*** Begin section ***
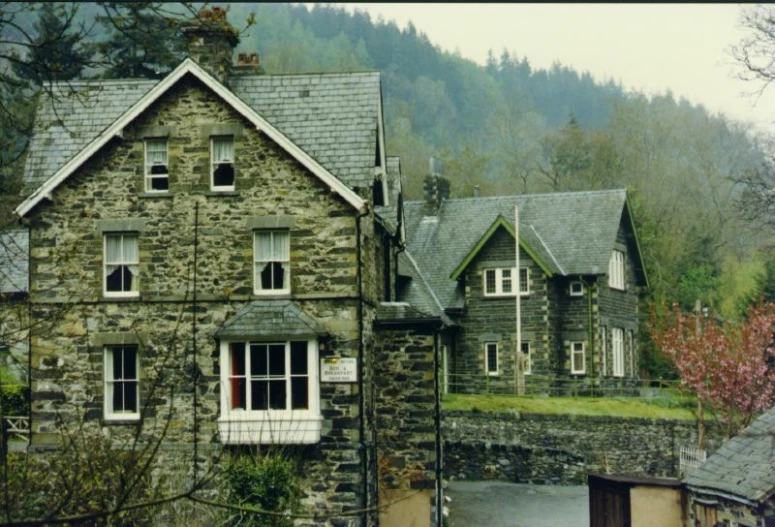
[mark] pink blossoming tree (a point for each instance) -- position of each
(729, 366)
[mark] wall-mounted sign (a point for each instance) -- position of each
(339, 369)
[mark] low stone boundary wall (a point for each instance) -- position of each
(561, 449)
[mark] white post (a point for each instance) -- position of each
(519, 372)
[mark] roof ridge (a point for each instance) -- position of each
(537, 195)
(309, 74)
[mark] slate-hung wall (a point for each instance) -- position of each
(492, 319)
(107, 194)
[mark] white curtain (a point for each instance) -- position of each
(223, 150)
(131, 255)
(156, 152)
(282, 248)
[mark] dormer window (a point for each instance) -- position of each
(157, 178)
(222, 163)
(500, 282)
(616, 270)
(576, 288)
*** End section ***
*** Begin section ***
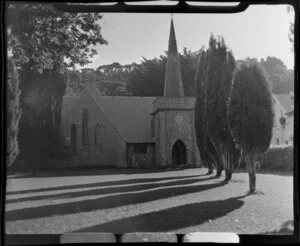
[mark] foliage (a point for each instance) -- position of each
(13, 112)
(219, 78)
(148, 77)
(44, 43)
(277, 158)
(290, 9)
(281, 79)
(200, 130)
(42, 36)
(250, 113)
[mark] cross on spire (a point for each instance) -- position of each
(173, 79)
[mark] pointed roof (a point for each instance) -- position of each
*** End section ***
Try it: Output exactly the lines of the material above from the one containing "[mark] cross on" up to and including the one containing "[mark] pointed roof".

Output of the task:
[mark] cross on spire (a point for each instance) -- position of each
(173, 79)
[mark] pointed roof (a point for each instance) -- position of each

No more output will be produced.